**DATA EXTRACT**
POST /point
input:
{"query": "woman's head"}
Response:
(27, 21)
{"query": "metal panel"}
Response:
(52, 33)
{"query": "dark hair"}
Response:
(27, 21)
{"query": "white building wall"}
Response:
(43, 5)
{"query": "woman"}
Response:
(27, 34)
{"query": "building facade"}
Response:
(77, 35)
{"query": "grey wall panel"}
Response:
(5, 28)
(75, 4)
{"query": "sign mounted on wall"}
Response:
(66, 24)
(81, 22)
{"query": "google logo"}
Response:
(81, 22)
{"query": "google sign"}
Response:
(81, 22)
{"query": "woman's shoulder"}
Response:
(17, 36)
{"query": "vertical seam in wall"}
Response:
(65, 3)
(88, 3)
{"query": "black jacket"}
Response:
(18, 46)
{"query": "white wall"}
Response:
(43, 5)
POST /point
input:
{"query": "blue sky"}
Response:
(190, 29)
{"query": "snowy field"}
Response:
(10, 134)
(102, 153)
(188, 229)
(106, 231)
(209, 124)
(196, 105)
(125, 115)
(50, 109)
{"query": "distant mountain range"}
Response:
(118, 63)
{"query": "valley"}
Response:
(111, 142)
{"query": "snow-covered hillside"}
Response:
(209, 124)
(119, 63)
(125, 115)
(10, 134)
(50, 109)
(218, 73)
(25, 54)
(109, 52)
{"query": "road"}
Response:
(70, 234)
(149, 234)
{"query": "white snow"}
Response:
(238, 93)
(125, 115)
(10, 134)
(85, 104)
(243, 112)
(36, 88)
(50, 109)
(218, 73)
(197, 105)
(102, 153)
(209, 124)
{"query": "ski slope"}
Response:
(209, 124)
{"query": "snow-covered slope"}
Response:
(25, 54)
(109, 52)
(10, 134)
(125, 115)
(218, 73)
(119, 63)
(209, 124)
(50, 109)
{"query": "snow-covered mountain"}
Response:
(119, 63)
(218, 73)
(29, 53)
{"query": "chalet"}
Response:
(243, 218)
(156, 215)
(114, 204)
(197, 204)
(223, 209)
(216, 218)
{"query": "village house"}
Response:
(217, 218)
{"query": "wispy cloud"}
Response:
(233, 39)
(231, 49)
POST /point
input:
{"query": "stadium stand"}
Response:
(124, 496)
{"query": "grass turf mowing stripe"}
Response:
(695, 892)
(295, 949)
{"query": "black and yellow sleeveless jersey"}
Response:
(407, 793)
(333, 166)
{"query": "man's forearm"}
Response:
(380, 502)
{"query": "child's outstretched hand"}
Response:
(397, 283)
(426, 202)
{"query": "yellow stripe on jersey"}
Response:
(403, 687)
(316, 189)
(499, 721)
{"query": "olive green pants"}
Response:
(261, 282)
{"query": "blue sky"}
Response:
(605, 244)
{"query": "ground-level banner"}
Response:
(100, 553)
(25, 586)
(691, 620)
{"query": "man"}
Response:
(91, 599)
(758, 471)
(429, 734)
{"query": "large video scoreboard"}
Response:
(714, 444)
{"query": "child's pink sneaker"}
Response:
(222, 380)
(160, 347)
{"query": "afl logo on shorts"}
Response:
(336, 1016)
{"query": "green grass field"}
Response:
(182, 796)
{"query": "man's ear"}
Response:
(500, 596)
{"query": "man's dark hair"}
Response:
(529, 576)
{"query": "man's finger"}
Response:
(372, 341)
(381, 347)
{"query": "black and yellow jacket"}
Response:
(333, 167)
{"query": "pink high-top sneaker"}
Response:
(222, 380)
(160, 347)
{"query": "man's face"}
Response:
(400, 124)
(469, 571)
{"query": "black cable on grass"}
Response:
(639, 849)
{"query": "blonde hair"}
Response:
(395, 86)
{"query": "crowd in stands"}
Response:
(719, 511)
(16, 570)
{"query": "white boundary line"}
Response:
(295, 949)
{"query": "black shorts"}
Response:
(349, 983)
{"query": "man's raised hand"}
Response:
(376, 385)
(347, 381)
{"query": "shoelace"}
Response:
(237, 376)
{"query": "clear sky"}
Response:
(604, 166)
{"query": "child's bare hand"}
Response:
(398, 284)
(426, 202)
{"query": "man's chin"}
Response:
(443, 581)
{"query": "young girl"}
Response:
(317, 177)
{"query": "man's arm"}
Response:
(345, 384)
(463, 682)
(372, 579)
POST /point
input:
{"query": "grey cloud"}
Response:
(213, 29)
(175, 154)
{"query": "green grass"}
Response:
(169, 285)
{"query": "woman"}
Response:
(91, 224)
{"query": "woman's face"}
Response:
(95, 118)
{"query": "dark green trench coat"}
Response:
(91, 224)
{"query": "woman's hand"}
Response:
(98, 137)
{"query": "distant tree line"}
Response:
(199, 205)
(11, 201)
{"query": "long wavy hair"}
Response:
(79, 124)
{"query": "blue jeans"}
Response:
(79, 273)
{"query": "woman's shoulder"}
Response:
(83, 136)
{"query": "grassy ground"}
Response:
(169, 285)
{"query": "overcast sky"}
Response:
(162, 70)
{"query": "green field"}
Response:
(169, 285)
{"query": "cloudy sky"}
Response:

**YOUR TASK**
Your answer must be an exact transcription of all the data above.

**EXERCISE OUTPUT**
POST /point
input:
{"query": "woman's head"}
Response:
(27, 21)
{"query": "metal panel"}
Response:
(52, 33)
{"query": "dark hair"}
Response:
(27, 21)
{"query": "white building wall"}
Response:
(43, 5)
{"query": "woman"}
Response:
(27, 34)
{"query": "building facade"}
Response:
(77, 35)
{"query": "grey wall panel"}
Response:
(5, 28)
(75, 4)
{"query": "sign mounted on wall"}
Response:
(66, 24)
(81, 22)
{"query": "google logo"}
Response:
(81, 22)
{"query": "google sign"}
Response:
(81, 22)
{"query": "woman's shoulder"}
Response:
(17, 36)
{"query": "vertical seam in wall"}
Response:
(65, 3)
(88, 3)
{"query": "black jacket"}
Response:
(18, 46)
{"query": "white wall"}
Response:
(43, 5)
POST /point
input:
{"query": "blue sky"}
Response:
(190, 29)
{"query": "snowy field"}
Response:
(10, 134)
(102, 153)
(188, 229)
(106, 231)
(209, 124)
(196, 105)
(125, 115)
(50, 109)
{"query": "distant mountain range"}
Response:
(118, 63)
{"query": "valley"}
Response:
(111, 142)
{"query": "snow-covered hillside"}
Response:
(209, 124)
(119, 63)
(125, 115)
(10, 134)
(50, 109)
(218, 73)
(25, 54)
(109, 52)
{"query": "road"}
Response:
(70, 234)
(149, 234)
{"query": "white snow"}
Response:
(238, 93)
(125, 115)
(10, 134)
(85, 104)
(243, 112)
(36, 88)
(50, 109)
(218, 73)
(197, 105)
(102, 153)
(209, 124)
{"query": "ski slope"}
Response:
(209, 124)
{"query": "snow-covered slope"}
Response:
(25, 54)
(109, 52)
(10, 134)
(125, 115)
(218, 73)
(119, 63)
(209, 124)
(50, 109)
{"query": "snow-covered mountain"}
Response:
(119, 63)
(218, 73)
(29, 53)
{"query": "chalet"}
Response:
(243, 218)
(156, 215)
(114, 204)
(197, 204)
(223, 209)
(216, 218)
{"query": "village house"}
Response:
(217, 218)
{"query": "wispy cloud"}
Response:
(233, 39)
(231, 49)
POST /point
input:
{"query": "stadium stand"}
Response:
(124, 496)
{"query": "grass turf mowing stripe"}
Response:
(695, 892)
(295, 949)
{"query": "black and yellow sleeveless jersey"}
Response:
(407, 793)
(333, 166)
{"query": "man's forearm"}
Response:
(380, 502)
{"query": "child's outstretched hand"}
Response:
(397, 283)
(426, 202)
{"query": "yellow stripe on jersey"}
Response:
(403, 687)
(316, 189)
(499, 721)
{"query": "olive green pants"}
Response:
(261, 282)
{"query": "blue sky"}
Response:
(605, 244)
{"query": "ground-level banner"}
Response:
(100, 553)
(25, 586)
(691, 620)
{"query": "man"}
Response:
(91, 599)
(758, 471)
(429, 734)
{"query": "large video scoreboard"}
Response:
(714, 444)
{"query": "child's pink sneaker"}
Response:
(222, 380)
(160, 347)
{"query": "afl logo on shorts"}
Response:
(336, 1016)
{"query": "green grass field"}
Response:
(182, 796)
{"query": "man's ear"}
Response:
(500, 596)
{"query": "man's dark hair"}
Response:
(529, 576)
{"query": "man's finger"}
Response:
(372, 341)
(381, 347)
{"query": "black and yellow jacket"}
Response:
(333, 167)
{"query": "pink high-top sneaker"}
Response:
(222, 380)
(160, 347)
{"query": "man's face"}
Response:
(400, 124)
(469, 571)
{"query": "black cable on grass"}
Response:
(639, 849)
{"query": "blonde hair"}
Response:
(395, 86)
{"query": "crowd in stands"}
Response:
(719, 511)
(16, 570)
{"query": "white boundary line"}
Response:
(295, 949)
{"query": "black shorts"}
Response:
(349, 983)
{"query": "man's raised hand"}
Response:
(376, 385)
(347, 381)
{"query": "shoelace"}
Response:
(237, 376)
{"query": "clear sky"}
Response:
(604, 166)
{"query": "child's bare hand"}
Response:
(398, 284)
(426, 202)
{"query": "man's chin"}
Response:
(443, 581)
{"query": "young girl"}
Response:
(317, 177)
{"query": "man's arm"}
Response:
(345, 384)
(463, 682)
(372, 579)
POST /point
input:
{"query": "grey cloud"}
Response:
(213, 29)
(175, 154)
{"query": "green grass"}
Response:
(169, 285)
{"query": "woman"}
Response:
(91, 224)
{"query": "woman's face"}
Response:
(95, 118)
{"query": "dark green trench coat"}
Response:
(91, 224)
{"query": "woman's hand"}
Response:
(98, 137)
{"query": "distant tree line"}
Response:
(199, 205)
(11, 201)
{"query": "long wavy hair"}
Response:
(79, 124)
{"query": "blue jeans"}
Response:
(79, 273)
{"query": "woman's shoulder"}
Response:
(83, 136)
{"query": "grassy ground"}
Response:
(169, 285)
{"query": "overcast sky"}
Response:
(162, 70)
{"query": "green field"}
Response:
(169, 285)
{"query": "cloudy sky"}
Response:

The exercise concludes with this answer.